**Given passage**
- Opening Delimiter -
Scientific classification
- Kingdom: Animalia
- Phylum: Chordata
- Class: Actinopterygii
- Order: Labriformes
- Family: Labridae
- Subfamily: Xyrichtyinae
- Genus: Novaculoides Randall & Earle, 2004
- Species: N. macrolepidotus
- Binomial name: Novaculoides macrolepidotus (Bloch, 1791)
- Synonyms: Labrus macrolepidotus Bloch, 1791; Novaculichthys macrolepidotus (Bloch, 1791); Labrus arago Quoy & Gaimard, 1824; Julis trimaculata Valenciennes, 1839; Novacula julioides Bleeker, 1851;

= Seagrass wrasse =

- Authority: (Bloch, 1791)
- Closing Delimiter -
**Material supplied**
- Opening Delimiter -
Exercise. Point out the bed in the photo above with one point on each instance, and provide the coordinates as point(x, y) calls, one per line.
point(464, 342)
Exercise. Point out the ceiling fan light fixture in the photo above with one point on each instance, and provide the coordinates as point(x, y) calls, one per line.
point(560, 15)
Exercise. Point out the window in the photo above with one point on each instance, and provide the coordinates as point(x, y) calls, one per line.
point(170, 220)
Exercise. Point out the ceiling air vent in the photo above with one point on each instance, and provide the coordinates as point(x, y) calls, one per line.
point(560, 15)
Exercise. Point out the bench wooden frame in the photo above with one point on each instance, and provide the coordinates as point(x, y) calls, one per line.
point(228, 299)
- Closing Delimiter -
- Opening Delimiter -
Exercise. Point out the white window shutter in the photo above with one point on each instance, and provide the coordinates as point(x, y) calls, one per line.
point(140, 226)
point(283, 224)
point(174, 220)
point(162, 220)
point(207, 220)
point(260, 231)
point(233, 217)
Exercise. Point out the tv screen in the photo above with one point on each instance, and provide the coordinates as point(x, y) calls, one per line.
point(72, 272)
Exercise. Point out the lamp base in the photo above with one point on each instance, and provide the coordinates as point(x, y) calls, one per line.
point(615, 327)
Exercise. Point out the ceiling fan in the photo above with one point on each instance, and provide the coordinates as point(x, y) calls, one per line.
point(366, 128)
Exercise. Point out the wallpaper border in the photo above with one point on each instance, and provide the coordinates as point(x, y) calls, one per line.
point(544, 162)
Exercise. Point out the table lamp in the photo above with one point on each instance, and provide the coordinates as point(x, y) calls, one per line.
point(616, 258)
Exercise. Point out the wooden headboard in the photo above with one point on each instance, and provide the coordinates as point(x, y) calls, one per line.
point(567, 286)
- Closing Delimiter -
- Opening Delimiter -
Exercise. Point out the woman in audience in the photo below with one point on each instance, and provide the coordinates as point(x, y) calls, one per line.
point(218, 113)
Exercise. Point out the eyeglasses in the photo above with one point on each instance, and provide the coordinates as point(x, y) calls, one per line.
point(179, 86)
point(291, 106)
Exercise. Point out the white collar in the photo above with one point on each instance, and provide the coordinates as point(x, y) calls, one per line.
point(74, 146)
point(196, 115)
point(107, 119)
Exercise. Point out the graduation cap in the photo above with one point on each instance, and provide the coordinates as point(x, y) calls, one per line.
- Closing Delimiter -
**Task description**
Repeat the seagrass wrasse classification word for word, starting with "Scientific classification" and going on through "Novaculoides macrolepidotus (Bloch, 1791)". You can set the rows aside; they play no part here.

**Answer area**
Scientific classification
- Kingdom: Animalia
- Phylum: Chordata
- Class: Actinopterygii
- Order: Labriformes
- Family: Labridae
- Subfamily: Xyrichtyinae
- Genus: Novaculoides Randall & Earle, 2004
- Species: N. macrolepidotus
- Binomial name: Novaculoides macrolepidotus (Bloch, 1791)